BEGIN Task inputs

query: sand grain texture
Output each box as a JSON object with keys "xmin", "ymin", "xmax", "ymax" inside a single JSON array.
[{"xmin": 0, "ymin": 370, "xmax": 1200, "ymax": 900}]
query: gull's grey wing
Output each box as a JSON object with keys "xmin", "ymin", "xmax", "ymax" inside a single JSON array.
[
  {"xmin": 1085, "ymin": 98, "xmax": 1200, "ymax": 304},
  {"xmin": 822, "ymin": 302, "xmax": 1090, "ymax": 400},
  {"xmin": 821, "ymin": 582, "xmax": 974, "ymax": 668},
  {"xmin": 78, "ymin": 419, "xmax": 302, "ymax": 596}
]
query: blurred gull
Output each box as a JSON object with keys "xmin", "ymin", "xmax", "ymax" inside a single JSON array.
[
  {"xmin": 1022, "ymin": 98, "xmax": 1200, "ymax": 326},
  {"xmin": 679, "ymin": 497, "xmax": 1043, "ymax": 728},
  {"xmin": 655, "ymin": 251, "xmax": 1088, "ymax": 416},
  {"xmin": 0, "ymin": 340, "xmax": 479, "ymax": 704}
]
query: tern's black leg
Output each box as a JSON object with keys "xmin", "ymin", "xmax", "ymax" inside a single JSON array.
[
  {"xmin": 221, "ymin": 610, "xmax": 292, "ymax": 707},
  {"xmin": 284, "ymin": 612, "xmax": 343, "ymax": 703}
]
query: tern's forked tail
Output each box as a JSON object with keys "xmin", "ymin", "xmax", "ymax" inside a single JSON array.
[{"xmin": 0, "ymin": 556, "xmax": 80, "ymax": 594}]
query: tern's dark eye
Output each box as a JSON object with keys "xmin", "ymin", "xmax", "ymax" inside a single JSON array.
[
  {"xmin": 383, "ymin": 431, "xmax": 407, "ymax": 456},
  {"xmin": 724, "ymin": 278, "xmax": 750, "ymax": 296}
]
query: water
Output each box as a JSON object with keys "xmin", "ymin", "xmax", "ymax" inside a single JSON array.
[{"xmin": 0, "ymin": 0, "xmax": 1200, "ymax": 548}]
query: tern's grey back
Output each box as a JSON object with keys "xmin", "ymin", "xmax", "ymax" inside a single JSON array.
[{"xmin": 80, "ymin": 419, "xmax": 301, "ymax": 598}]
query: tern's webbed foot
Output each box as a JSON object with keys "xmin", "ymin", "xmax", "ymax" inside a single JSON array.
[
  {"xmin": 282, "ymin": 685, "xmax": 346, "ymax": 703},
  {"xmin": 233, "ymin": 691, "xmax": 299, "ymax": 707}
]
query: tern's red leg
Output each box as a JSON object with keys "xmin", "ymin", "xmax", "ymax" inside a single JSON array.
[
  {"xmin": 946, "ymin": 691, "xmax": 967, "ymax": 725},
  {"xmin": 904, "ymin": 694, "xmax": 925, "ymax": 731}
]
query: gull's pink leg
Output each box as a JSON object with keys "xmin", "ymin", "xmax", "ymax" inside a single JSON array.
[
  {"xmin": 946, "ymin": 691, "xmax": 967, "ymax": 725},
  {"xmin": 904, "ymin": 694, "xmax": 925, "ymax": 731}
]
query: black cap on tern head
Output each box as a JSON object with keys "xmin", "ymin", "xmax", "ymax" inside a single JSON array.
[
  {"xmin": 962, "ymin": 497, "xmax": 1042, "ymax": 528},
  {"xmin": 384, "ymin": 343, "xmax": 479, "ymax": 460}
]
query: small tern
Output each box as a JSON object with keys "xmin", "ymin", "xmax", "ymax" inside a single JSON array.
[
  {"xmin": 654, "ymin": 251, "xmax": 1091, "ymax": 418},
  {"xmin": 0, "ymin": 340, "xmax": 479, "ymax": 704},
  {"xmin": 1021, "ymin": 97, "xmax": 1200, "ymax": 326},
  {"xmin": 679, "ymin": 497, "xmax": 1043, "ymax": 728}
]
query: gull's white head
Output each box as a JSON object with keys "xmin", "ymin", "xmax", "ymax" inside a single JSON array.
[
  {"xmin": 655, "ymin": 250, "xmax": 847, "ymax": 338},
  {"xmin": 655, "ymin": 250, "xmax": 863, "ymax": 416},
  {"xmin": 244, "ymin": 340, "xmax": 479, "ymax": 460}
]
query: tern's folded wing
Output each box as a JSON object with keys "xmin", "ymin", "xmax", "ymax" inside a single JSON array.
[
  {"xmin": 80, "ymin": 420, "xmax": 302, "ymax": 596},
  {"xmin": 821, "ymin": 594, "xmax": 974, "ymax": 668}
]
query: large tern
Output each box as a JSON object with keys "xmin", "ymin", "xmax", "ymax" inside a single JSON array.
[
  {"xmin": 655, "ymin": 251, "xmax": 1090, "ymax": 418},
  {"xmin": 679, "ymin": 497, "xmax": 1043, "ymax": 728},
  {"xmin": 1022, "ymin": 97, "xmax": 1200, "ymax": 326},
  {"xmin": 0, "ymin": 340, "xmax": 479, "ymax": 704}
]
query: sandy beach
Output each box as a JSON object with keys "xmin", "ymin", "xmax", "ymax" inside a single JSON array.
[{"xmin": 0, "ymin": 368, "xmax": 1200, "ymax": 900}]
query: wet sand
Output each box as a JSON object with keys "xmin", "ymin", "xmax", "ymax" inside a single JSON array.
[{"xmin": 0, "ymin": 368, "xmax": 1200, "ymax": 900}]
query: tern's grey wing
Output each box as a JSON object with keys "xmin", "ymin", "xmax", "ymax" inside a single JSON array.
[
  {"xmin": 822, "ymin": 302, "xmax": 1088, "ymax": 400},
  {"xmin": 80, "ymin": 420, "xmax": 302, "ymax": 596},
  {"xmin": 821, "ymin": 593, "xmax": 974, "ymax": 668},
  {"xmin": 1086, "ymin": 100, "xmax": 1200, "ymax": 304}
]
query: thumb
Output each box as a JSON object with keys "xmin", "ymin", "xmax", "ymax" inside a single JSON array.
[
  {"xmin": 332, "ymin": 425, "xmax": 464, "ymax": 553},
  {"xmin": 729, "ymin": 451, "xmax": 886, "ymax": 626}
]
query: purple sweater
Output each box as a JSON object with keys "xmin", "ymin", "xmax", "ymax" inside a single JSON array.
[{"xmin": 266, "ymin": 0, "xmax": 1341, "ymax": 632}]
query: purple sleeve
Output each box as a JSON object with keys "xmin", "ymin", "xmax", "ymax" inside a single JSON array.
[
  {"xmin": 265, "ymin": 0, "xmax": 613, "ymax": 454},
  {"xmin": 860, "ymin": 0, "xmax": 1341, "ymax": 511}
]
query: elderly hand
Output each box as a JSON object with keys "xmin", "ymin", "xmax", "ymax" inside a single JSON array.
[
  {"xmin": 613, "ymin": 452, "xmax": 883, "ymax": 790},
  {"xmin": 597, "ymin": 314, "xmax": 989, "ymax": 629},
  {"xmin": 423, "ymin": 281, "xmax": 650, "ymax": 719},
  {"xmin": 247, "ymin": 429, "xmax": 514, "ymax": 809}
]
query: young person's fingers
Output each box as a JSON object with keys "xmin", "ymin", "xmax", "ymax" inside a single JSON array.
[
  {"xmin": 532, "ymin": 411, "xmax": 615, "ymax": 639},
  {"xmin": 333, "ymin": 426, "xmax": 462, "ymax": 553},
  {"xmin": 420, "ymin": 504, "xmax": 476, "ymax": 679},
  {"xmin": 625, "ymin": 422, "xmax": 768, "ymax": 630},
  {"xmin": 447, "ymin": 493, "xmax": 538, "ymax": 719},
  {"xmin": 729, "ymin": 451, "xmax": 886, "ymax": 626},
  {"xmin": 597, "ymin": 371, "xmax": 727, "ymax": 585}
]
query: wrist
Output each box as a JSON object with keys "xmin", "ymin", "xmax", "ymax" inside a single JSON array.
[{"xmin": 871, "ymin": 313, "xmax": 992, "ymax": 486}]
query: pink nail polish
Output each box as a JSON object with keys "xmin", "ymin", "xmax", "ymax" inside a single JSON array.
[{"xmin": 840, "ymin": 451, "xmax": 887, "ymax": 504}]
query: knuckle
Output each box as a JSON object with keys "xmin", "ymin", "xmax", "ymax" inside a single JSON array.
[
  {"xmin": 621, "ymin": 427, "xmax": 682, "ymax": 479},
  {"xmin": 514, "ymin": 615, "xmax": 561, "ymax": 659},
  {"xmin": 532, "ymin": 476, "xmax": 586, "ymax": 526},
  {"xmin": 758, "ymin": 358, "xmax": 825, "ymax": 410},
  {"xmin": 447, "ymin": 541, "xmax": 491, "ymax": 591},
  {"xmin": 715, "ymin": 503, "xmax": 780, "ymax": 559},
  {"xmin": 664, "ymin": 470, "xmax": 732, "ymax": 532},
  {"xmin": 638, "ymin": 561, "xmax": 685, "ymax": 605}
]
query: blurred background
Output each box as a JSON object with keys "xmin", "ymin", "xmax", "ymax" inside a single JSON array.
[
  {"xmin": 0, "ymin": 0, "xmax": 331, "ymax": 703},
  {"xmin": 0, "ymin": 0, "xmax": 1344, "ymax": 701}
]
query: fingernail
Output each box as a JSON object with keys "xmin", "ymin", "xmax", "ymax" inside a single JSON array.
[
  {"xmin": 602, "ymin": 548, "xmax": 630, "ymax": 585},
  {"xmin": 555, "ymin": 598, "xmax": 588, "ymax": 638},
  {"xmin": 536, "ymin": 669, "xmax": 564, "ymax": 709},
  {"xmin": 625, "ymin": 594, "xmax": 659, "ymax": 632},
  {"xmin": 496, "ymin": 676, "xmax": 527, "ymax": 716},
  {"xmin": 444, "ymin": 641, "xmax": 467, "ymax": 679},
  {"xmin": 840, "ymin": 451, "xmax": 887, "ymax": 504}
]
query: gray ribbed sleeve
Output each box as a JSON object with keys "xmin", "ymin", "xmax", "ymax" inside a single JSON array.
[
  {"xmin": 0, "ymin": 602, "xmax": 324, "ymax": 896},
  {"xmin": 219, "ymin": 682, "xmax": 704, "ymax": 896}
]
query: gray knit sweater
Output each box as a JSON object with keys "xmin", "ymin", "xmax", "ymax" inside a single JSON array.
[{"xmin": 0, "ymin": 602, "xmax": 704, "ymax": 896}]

END Task inputs

* _Set exercise_
Rewrite the lines starting at the one containing "query: gray knit sweater" and ending at the last line, changing "sweater" to "cardigan" and leaving everything else as it is.

* _Answer in full_
query: gray knit cardigan
Output each box as a JSON object with keys "xmin", "ymin", "xmax", "ymax" inside a single JSON array.
[{"xmin": 0, "ymin": 602, "xmax": 704, "ymax": 896}]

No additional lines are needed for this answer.